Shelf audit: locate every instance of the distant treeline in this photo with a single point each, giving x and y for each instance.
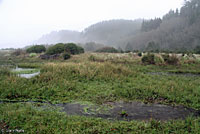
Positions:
(178, 30)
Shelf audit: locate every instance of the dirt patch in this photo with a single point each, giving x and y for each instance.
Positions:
(122, 110)
(131, 111)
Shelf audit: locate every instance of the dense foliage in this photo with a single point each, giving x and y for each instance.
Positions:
(36, 49)
(148, 59)
(70, 48)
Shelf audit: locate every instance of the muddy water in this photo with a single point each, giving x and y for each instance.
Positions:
(124, 111)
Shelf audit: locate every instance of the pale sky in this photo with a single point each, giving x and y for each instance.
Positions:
(23, 21)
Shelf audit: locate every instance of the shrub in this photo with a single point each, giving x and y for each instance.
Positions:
(107, 50)
(66, 56)
(171, 60)
(56, 49)
(73, 48)
(148, 59)
(32, 54)
(36, 49)
(18, 52)
(140, 54)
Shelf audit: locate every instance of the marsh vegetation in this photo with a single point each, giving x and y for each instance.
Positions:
(99, 81)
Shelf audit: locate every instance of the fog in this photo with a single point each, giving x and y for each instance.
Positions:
(23, 21)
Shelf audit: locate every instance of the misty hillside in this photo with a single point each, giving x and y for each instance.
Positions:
(177, 30)
(107, 32)
(62, 36)
(111, 32)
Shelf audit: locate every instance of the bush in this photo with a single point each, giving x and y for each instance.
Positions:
(148, 59)
(73, 49)
(18, 52)
(140, 54)
(107, 50)
(70, 48)
(171, 60)
(56, 49)
(66, 56)
(32, 54)
(36, 49)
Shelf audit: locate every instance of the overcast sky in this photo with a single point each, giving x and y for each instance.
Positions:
(22, 21)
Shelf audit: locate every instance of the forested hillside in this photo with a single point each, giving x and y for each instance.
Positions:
(178, 30)
(107, 32)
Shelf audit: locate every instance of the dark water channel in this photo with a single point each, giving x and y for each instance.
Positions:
(121, 110)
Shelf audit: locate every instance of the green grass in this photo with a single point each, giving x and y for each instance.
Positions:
(32, 119)
(109, 77)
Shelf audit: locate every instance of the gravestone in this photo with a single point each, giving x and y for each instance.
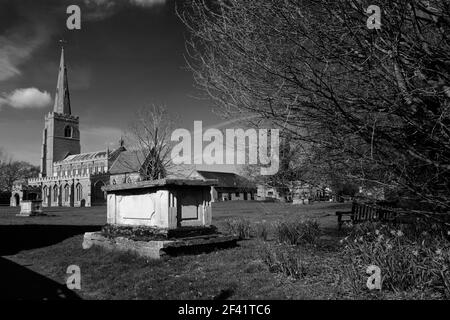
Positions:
(151, 218)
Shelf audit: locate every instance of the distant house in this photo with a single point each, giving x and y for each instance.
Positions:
(230, 186)
(297, 193)
(128, 165)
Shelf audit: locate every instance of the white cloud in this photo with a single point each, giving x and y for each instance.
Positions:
(147, 3)
(26, 98)
(18, 45)
(102, 9)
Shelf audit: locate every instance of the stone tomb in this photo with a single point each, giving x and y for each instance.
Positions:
(29, 208)
(175, 214)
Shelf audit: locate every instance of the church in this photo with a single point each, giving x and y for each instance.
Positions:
(67, 176)
(70, 178)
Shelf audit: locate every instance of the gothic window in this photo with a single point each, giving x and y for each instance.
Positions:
(45, 192)
(98, 194)
(66, 193)
(55, 193)
(79, 192)
(68, 132)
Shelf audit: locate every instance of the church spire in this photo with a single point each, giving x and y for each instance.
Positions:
(62, 99)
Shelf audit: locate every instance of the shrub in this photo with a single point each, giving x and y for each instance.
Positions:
(239, 227)
(284, 259)
(411, 257)
(297, 232)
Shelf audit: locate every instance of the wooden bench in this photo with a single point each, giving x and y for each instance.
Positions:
(363, 212)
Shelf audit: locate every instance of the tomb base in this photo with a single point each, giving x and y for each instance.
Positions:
(155, 249)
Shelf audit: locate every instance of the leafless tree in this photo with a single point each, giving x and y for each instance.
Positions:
(375, 102)
(11, 171)
(148, 141)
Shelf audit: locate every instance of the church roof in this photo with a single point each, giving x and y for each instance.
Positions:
(127, 162)
(85, 156)
(228, 179)
(62, 97)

> _WHAT YOU WILL DO_
Rewrite the records above as a two-column CSV with the header columns "prompt" and "points", one row per record. Put each record's text and its answer each in a single quoted field, replace line breaks with spaces, and leave out the pictures.

> _TASK ANSWER_
prompt,points
"Shelf audit: locate every instance of the distant treeline in this photo with a single point each, giving x and y for each instance. Positions:","(178, 30)"
"Shelf audit: locate every instance of the dirt patch in this photo with a single point each, giving x and y for each instance. Positions:","(122, 110) (131, 111)"
"Shelf audit: locate every instance of the dense foliage in this photo with a single point each, giving x and y for each instance. Positions:","(36, 49) (148, 59) (70, 48)"
"Shelf audit: locate every instance of the muddy water in this photo with a single point each, giving x and y for each instance. Positions:","(124, 111)"
"Shelf audit: locate every instance of the pale sky in this photo with a single point each, giving x and y for each instance. Positions:","(23, 21)"
"Shelf audit: locate every instance of the shrub in this photo with a single point each, giving x and y for each instance. Positions:","(107, 50) (66, 56) (171, 60) (56, 49) (73, 48) (148, 59) (32, 54) (36, 49) (18, 52) (140, 54)"
"Shelf audit: locate every instance of the marsh vegetation in this photo with a single point each, giving x and y for each instance. Positions:","(99, 81)"
"Shelf audit: locate every instance of the fog in this photo with a single point each, giving x and y for each instance. Positions:","(23, 21)"
"Shelf audit: locate every instance of the misty hillside in this photo with a single point each, giving x and y for each instance. Positions:","(177, 30) (107, 32) (62, 36) (111, 32)"
"Shelf audit: locate every instance of the bush in this photo with a single point each, giving x and y for each instance. Positions:","(148, 59) (73, 49) (18, 52) (140, 54) (107, 50) (70, 48) (171, 60) (56, 49) (66, 56) (32, 54) (36, 49)"
"Shelf audit: locate every instance of the overcast sky in this photo with a single point each, giving x and y for each instance. Positions:","(22, 21)"
"Shelf audit: locate every instance of the forested hillside in this photo with a single point each, giving x and y for each instance. Positions:","(178, 30) (107, 32)"
"Shelf audit: locate every instance of the dark water channel in this photo with a single point each, giving x and y for each instance. Positions:","(121, 110)"
"Shelf audit: locate every instance of the green grass in this photo with a single point each, giving x and y for each instance. Positions:","(32, 119) (109, 77)"
"Shelf audit: locate every instance of the gravestone in this photo with a single point each, giving x and y for each instance. Positions:","(151, 218)"
"Shelf audit: locate every instance of the distant house in this photo with a single point each, giving x and y for each instance. Positions:","(230, 186) (297, 193) (128, 165)"
"Shelf audit: locate every instance of the white cloud in this photo with a single point each, giving x and y for each instance. Positions:","(147, 3) (26, 98) (18, 45) (102, 9)"
"Shelf audit: locate every instance of the stone tomb in this photo with a single point each, giving x and y for each instance. Positions:","(29, 208) (175, 214)"
"Shelf audit: locate every instance of the church in this photo with a single point each, giving x and y for each instance. Positions:","(67, 176) (70, 178)"
"Shelf audit: locate every instance of the gothic window in this photo with a single point each, giving x and y for each instance. Positions:","(45, 192) (98, 194) (66, 193) (55, 193) (79, 192) (68, 132)"
"Shelf audit: locate every instance of the church spire in this photo with a single point each, giving x and y for each instance. Positions:","(62, 99)"
"Shelf audit: locate every instance of the shrub in this photo with a single point each, giving x and y for each instance. Positions:","(239, 227) (284, 259) (411, 257) (297, 232)"
"Shelf audit: locate every instance of the wooden bench in this photo with a single point each, giving x and y for each instance. Positions:","(363, 212)"
"Shelf audit: locate every instance of the tomb base in this photo with a single point each, giving x and y for each instance. Positions:","(155, 249)"
"Shelf audit: locate every instance of the leafless tree in this photo with a single point each, giving x and y for each instance. Positions:","(375, 102) (11, 171) (148, 141)"
"Shelf audit: locate every instance of the church roof in this photo with a single point each, giving x and y for each instance. Positions:","(127, 162) (85, 156) (228, 179) (62, 97)"